▸ Text extract:
********

Why is there no way to show the bookmark panel in Adobe Reader 9?
Looked thru all the menus/properties/preferences.
There is no option to select Bookmarks under
View >> Navigation panels >> (nothing for bookmarks here)
Using Winnovative pdfConverter and trying to convert html code into reports.
Does adobe reader require there to be Bookmarks in the document for the panel to be an option?
Or is this seem feature I need to pay for from adobe?
Yes unfortunately there isn't any option of adding bookmarks in Adobe Reader but there's a way around this. All you have to do is check the first option in Edit -> Preferences -> Documents.
Here's a complete article on how to do just that:
http://www.programmerfish.com/how-to-add-bookmark-in-pdf-adobe-acrobat-reader/
I am providing an answer related to Adobe Reader X (I do not have Adobe Reader 9 to test it). It might be relevant.

********

Coordinate annotation entries
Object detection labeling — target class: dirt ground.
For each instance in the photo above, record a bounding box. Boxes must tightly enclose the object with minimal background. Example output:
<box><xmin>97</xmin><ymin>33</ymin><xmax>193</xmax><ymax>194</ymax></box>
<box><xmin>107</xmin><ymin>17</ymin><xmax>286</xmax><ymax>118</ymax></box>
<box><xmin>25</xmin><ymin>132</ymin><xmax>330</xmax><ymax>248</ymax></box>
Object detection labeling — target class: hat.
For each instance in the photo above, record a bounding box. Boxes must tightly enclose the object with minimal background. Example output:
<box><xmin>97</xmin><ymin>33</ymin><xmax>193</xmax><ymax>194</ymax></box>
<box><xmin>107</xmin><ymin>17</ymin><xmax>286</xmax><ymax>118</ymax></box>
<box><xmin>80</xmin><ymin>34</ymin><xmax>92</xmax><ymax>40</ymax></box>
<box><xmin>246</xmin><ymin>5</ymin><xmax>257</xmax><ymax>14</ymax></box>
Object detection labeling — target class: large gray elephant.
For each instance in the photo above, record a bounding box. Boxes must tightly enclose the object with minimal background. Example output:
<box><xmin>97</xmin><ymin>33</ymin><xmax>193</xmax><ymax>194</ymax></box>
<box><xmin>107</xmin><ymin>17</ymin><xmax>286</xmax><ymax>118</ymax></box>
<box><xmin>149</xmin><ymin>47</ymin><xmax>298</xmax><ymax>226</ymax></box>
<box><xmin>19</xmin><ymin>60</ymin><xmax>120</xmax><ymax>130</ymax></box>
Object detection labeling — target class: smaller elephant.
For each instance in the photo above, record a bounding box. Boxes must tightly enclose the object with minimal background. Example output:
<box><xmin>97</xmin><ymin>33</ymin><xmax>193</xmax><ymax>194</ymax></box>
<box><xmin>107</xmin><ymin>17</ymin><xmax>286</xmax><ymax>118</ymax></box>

********

▸ Aim A:
In the Adobe Reader bookmark thread, why does the final reply say its answer only "might be relevant"?
▸ Aim B:
Write the next part of the Adobe Reader bookmark thread, following on from its last sentence.

▸ Task result A:
The reply is based on Adobe Reader X, and its author doesn't have Adobe Reader 9 to test whether the answer applies there.

▸ Task result B:
There are two options for showing the Bookmarks panel:
Right click on the leftmost sidebar.
You should see the bookmark icon and activate it. If it's not showing, then there are no bookmarks in the document.
I just checked it with two pdfs, one with bookmarks and one without them.
View -> Show/Hide -> Navigation panes. Again, you should see the bookmark icon and activate it.
Item 1 taken from here.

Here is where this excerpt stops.